Consigne 1 - Dresse une liste numérotée des lignes des enregistrements, depuis la première ligne des enregistrements jusqu'à la ligne contenant « POLYGON ((174 34, 174 », ces deux lignes comprises, sans les lignes vides. N'inclus pas les images dans ta réponse.

Kim Stanley Robinson à Phoenix, Arizona, en 2017.
Les noms n’ont pas d’importance, les mesures politiques en ont. Pendant ce temps, le capitalisme néolibéral, qui consiste à laisser le marché penser à notre place, s’est révélé être un échec retentissant, générant une énorme injustice entre les humains et déclenchant une extinction massive de la biosphère, tout en proclamant être une grande réussite – ce qui a été le cas pour les 1 % les plus riches et leurs complices, mais pour personne d’autre. Donc, ce qui ne peut pas continuer, ne continuera pas ; et puisque le changement doit se produire, il se produira. La seule question est : changement pour le meilleur ou pour le pire ? Et nous faisons ces choix tous les jours maintenant.
Vous semblez penser qu’il y a de la lumière au bout du tunnel si nous construisons collectivement des infrastructures, des organisations sociales innovantes, des outils plus adaptés à l’événement Anthropocène. Que pensez-vous de la décroissance ? Que pensez-vous de l’idée que, peut-être, ce n’est pas d’innovation dont nous avons le plus besoin, mais simplement de commencer à arrêter certaines choses que nous faisons et que nous ne devrions pas faire ?

Entrées de contours pour les images

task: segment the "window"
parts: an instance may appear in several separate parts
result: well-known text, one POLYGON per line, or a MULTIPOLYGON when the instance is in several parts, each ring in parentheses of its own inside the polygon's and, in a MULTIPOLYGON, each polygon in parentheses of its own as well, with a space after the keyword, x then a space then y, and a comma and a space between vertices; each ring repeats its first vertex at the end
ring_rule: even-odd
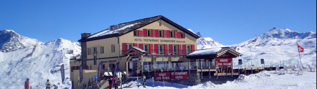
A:
POLYGON ((146 55, 147 55, 147 53, 149 53, 149 50, 150 50, 149 49, 150 48, 149 47, 150 45, 149 44, 143 44, 143 50, 147 52, 146 53, 146 55))
POLYGON ((146 30, 146 36, 152 37, 152 30, 151 29, 146 30))
POLYGON ((164 54, 163 51, 164 50, 164 45, 159 44, 158 45, 158 54, 163 55, 163 54, 164 54))
POLYGON ((182 38, 185 38, 185 33, 182 33, 182 38))
POLYGON ((111 45, 111 53, 113 53, 115 51, 114 47, 114 44, 111 45))
POLYGON ((133 46, 133 44, 126 44, 126 50, 128 50, 133 46))
POLYGON ((103 54, 104 53, 104 47, 103 46, 100 47, 100 54, 103 54))
POLYGON ((178 47, 177 47, 178 45, 173 45, 172 47, 173 47, 173 54, 174 55, 177 55, 177 50, 178 50, 178 47))
POLYGON ((133 31, 133 36, 139 36, 139 31, 136 30, 133 31))
POLYGON ((97 64, 97 57, 94 56, 94 65, 96 65, 97 64))
POLYGON ((158 37, 163 37, 163 30, 158 30, 158 37))
POLYGON ((174 34, 174 31, 170 31, 170 37, 172 38, 175 38, 175 36, 174 34))
POLYGON ((188 54, 191 52, 191 45, 186 45, 186 54, 188 54))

Consigne 2 -
Réponds brièvement à ces questions sur le texte source.
(a) Quel lieu et quelle année la première ligne associe-t-elle à Kim Stanley Robinson ?
(b) En quoi consiste le capitalisme néolibéral, d'après le texte source ?
(c) Selon la dernière question du texte source, de quoi n'aurions-nous peut-être pas le plus besoin ?

Réponse 1 -
1. task: segment the "window"
2. parts: an instance may appear in several separate parts
3. result: well-known text, one POLYGON per line, or a MULTIPOLYGON when the instance is in several parts, each ring in parentheses of its own inside the polygon's and, in a MULTIPOLYGON, each polygon in parentheses of its own as well, with a space after the keyword, x then a space then y, and a comma and a space between vertices; each ring repeats its first vertex at the end
4. ring_rule: even-odd
5. A:
6. POLYGON ((146 55, 147 55, 147 53, 149 53, 149 50, 150 50, 149 49, 150 48, 149 47, 150 45, 149 44, 143 44, 143 50, 147 52, 146 53, 146 55))
7. POLYGON ((146 30, 146 36, 152 37, 152 30, 151 29, 146 30))
8. POLYGON ((164 54, 163 51, 164 50, 164 45, 159 44, 158 45, 158 54, 163 55, 163 54, 164 54))
9. POLYGON ((182 38, 185 38, 185 33, 182 33, 182 38))
10. POLYGON ((111 45, 111 53, 113 53, 115 51, 114 47, 114 44, 111 45))
11. POLYGON ((133 46, 133 44, 126 44, 126 50, 128 50, 133 46))
12. POLYGON ((103 54, 104 53, 104 47, 103 46, 100 47, 100 54, 103 54))
13. POLYGON ((178 47, 177 47, 178 45, 173 45, 172 47, 173 47, 173 54, 174 55, 177 55, 177 50, 178 50, 178 47))
14. POLYGON ((133 31, 133 36, 139 36, 139 31, 136 30, 133 31))
15. POLYGON ((97 64, 97 57, 94 56, 94 65, 96 65, 97 64))
16. POLYGON ((158 37, 163 37, 163 30, 158 30, 158 37))
17. POLYGON ((174 34, 174 31, 170 31, 170 37, 172 38, 175 38, 175 36, 174 34))

Réponse 2 -
(a) Phoenix, en Arizona, en 2017.
(b) Il consiste à laisser le marché penser à notre place.
(c) D'innovation.